Katrina Cooke and her sons, Logan and Camden, at her 140th infusion treatment
Katrina Cooke and her sons, Logan and Camden, at her 140th infusion treatment.

Cooke credits Blackwell’s “cutting edge” treatment plan, the anti-cancer drugs she’s continued to take without interruption, and regular surveillance by her current DCI medical oncologist P. Kelly Marcom, MD, for remaining stable for 8.5 years and beating the odds of survival — “an incredible and exceptional thing.”

“There have been some very, very difficult bumps in my journey from anaphylactic reactions to acute hypophosphatemia attacks that should have been fatal, and other pretty scary moments,” Cooke shared.

She’s completed more than 150 drug infusions, taken approximately 9,500 chemotherapy pills, and had “too many scans to count.” Over the course of her disease, she’s had a bilateral mastectomy, right side radical, 54 days of radiation, reconstruction surgery, and, most recently, a hysterectomy and an oophorectomy.

“Because of my hormone driven cancer, Dr. Blackwell had always told me that when I beat the odds and lived until the age of 42, she wanted my ovaries and uterus out, so in 2019 I had that surgery,” Cooke explained.

In June of 2020, a spot was found on her rib. Bone can be tricky to biopsy, making bone metastasis difficult to confirm.

“I am working closely with Dr. Alan Sag, a Duke interventional radiologist, to address what we believe is bone metastasis,” said Cooke, who explained that the plan was for Sag to perform a biopsy with cryoablation, but it didn’t work out — Sag stopped after the biopsy due to safety concerns at that session. “On October 14, 2020, I’m (re) scheduled for a cryoablation procedure with Dr. Sag. He is brilliant and trustworthy and this makes working with him very easy. He has one of the best bedside manners of any doctor I have ever had. After the cryoablation and biopsy, Dr. Marcom and Dr. Sag will work together to determine next steps.”

────────────────

• **Task requirements**:
1. According to the passage about Katrina Cooke, how many days of radiation did she have?
2. Reproduce the stretch of the passage about Katrina Cooke that opens with the words "She’s completed more" and closes with "difficult to confirm.".

• **Records**:

────────────────

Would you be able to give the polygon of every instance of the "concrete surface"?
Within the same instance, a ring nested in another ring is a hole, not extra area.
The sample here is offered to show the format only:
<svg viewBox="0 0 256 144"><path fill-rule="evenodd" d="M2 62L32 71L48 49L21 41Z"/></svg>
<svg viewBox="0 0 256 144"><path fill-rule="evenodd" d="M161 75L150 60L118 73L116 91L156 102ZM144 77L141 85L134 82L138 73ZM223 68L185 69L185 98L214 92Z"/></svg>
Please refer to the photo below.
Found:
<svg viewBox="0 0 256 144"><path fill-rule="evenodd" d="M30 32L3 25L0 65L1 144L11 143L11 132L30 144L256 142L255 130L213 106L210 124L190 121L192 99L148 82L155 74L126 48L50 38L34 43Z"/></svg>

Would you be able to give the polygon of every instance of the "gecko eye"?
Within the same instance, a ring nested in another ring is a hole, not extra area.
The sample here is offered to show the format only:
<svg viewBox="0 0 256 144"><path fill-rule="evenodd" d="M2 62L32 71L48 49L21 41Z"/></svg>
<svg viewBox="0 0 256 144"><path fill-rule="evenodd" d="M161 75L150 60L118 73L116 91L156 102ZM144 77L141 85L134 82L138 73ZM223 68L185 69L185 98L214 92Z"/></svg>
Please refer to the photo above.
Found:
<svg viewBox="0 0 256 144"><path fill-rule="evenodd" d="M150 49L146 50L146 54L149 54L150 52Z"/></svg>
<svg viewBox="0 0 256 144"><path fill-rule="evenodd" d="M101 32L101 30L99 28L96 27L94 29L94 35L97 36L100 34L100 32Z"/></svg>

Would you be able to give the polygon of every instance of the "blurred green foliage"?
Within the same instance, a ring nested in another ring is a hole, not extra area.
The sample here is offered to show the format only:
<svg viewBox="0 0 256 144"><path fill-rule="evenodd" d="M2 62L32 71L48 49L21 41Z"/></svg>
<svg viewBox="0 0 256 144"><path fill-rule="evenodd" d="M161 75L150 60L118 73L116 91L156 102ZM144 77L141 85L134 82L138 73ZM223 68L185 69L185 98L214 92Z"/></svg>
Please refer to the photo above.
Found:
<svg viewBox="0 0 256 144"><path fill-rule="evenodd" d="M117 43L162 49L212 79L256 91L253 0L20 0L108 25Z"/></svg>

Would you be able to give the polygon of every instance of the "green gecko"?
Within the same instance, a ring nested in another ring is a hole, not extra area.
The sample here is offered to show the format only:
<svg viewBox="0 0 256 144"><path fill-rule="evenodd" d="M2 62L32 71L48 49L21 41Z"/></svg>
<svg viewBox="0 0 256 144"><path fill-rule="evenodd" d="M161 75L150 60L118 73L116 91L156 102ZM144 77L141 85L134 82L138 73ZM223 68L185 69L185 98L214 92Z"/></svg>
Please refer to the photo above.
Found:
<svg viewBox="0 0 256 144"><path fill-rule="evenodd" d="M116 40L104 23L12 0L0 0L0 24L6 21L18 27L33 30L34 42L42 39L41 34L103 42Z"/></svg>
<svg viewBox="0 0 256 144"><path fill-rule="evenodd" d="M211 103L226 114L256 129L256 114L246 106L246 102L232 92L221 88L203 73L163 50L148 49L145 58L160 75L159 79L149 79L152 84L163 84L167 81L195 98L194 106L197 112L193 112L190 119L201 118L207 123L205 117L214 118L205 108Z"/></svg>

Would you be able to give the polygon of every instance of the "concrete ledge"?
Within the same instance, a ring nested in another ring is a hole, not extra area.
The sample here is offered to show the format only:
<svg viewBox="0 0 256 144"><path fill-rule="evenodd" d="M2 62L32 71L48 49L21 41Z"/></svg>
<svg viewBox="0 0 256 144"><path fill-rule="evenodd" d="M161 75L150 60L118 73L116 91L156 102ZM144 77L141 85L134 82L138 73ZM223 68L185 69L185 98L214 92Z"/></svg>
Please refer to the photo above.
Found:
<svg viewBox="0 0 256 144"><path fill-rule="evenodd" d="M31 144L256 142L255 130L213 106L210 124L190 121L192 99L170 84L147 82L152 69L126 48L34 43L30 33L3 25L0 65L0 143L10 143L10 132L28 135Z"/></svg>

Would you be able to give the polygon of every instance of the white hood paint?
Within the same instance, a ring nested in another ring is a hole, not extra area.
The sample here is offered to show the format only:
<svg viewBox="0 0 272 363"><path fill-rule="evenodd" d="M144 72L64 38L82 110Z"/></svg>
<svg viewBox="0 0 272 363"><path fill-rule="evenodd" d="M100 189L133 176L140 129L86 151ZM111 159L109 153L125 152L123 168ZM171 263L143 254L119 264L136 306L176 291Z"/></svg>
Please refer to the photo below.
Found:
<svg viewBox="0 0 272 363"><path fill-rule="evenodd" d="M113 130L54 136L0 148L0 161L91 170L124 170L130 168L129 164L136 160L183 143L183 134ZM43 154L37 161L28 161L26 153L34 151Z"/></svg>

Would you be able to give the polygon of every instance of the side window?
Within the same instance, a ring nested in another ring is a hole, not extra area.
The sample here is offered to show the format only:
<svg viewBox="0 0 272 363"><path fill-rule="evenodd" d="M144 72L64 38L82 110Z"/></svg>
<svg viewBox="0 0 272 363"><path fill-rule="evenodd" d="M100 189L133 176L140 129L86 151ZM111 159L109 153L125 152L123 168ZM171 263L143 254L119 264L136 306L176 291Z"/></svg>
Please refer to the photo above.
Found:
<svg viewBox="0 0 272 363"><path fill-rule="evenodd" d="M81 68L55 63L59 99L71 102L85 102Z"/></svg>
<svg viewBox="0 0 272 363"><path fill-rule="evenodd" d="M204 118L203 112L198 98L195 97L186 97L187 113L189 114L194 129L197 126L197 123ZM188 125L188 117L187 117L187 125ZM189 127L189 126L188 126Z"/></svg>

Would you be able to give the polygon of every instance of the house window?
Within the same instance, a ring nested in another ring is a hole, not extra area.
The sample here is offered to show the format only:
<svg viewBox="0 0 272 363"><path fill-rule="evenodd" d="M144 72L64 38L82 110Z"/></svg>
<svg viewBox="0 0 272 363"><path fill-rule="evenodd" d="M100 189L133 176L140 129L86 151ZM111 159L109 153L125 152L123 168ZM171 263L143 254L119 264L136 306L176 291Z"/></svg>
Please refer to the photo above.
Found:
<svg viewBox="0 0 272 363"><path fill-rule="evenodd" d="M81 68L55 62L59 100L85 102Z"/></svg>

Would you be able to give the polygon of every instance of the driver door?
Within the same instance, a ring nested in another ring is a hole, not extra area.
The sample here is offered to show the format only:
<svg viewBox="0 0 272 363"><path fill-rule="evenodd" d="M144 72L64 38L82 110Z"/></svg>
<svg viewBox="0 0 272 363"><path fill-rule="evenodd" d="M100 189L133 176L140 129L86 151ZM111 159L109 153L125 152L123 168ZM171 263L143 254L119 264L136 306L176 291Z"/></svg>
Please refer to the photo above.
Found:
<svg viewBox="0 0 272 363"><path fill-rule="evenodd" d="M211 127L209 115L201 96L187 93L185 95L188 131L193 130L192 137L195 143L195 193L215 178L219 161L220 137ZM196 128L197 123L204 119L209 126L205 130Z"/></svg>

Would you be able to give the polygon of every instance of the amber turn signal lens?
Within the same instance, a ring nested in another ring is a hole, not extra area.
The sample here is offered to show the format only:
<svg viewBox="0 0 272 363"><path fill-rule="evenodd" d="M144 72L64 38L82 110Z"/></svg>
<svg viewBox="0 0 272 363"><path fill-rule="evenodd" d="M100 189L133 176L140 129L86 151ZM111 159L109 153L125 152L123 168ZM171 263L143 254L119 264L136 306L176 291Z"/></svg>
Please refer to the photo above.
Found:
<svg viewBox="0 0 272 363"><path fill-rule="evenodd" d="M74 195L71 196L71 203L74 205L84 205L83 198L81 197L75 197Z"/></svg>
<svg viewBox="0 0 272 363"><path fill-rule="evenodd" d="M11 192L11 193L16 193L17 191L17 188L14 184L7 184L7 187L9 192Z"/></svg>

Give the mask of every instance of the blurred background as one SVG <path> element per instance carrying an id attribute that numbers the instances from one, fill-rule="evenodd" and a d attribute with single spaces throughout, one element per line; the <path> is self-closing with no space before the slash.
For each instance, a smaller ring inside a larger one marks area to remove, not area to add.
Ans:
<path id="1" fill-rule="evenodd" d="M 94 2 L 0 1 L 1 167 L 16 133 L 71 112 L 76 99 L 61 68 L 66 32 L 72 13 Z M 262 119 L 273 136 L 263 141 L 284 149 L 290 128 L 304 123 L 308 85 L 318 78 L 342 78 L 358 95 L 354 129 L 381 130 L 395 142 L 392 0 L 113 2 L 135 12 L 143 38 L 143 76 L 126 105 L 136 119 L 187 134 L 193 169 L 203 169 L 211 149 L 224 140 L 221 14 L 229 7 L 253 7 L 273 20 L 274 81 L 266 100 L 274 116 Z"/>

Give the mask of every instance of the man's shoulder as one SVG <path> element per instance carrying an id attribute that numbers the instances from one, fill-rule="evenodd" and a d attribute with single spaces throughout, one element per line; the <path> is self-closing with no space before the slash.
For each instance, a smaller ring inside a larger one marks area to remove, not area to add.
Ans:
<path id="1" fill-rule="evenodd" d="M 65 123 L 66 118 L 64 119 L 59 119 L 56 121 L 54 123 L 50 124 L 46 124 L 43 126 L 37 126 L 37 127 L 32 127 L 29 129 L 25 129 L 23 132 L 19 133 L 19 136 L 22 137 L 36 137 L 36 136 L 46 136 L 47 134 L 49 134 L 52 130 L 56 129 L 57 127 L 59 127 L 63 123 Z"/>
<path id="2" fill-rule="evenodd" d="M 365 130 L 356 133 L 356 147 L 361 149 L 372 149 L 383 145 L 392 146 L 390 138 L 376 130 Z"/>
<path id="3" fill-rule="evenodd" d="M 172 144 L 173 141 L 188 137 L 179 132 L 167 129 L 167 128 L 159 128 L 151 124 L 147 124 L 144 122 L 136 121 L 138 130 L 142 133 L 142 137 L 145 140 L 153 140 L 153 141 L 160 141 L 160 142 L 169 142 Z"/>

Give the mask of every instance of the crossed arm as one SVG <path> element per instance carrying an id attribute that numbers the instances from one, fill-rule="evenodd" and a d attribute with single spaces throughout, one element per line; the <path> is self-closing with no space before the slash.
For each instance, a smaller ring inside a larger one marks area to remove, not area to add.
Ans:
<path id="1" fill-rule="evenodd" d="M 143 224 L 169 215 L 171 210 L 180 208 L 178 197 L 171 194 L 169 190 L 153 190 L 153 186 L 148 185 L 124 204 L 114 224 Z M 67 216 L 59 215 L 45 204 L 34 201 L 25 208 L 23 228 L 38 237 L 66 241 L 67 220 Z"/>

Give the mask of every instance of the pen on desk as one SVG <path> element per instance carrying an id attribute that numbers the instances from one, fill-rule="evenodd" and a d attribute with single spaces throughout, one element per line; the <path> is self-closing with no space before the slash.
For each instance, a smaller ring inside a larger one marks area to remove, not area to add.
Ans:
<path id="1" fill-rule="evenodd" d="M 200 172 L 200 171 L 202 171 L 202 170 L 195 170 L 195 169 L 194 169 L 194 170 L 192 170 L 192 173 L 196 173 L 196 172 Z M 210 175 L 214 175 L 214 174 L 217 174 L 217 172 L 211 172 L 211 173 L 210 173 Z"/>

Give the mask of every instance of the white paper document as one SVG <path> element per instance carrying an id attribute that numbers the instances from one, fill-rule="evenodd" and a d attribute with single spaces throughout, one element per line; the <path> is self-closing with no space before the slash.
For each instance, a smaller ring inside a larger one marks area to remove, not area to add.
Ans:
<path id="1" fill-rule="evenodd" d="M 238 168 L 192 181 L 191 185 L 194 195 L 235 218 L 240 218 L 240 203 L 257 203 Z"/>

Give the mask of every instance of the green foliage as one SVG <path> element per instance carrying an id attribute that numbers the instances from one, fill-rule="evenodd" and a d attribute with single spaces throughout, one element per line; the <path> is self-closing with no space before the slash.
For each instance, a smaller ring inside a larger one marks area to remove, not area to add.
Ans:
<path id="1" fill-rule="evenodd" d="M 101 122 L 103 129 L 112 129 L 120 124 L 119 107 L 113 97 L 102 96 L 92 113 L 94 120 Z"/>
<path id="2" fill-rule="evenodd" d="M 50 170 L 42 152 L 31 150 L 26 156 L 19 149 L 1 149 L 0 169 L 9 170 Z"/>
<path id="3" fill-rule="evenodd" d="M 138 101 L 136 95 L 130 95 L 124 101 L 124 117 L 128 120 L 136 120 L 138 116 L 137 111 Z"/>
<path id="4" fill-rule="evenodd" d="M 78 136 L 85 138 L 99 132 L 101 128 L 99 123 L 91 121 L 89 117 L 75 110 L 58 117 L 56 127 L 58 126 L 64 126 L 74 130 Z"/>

────────────────

• **Exercise results**:
1. 54 days.

2.
She’s completed more than 150 drug infusions, taken approximately 9,500 chemotherapy pills, and had “too many scans to count.” Over the course of her disease, she’s had a bilateral mastectomy, right side radical, 54 days of radiation, reconstruction surgery, and, most recently, a hysterectomy and an oophorectomy.

“Because of my hormone driven cancer, Dr. Blackwell had always told me that when I beat the odds and lived until the age of 42, she wanted my ovaries and uterus out, so in 2019 I had that surgery,” Cooke explained.

In June of 2020, a spot was found on her rib. Bone can be tricky to biopsy, making bone metastasis difficult to confirm.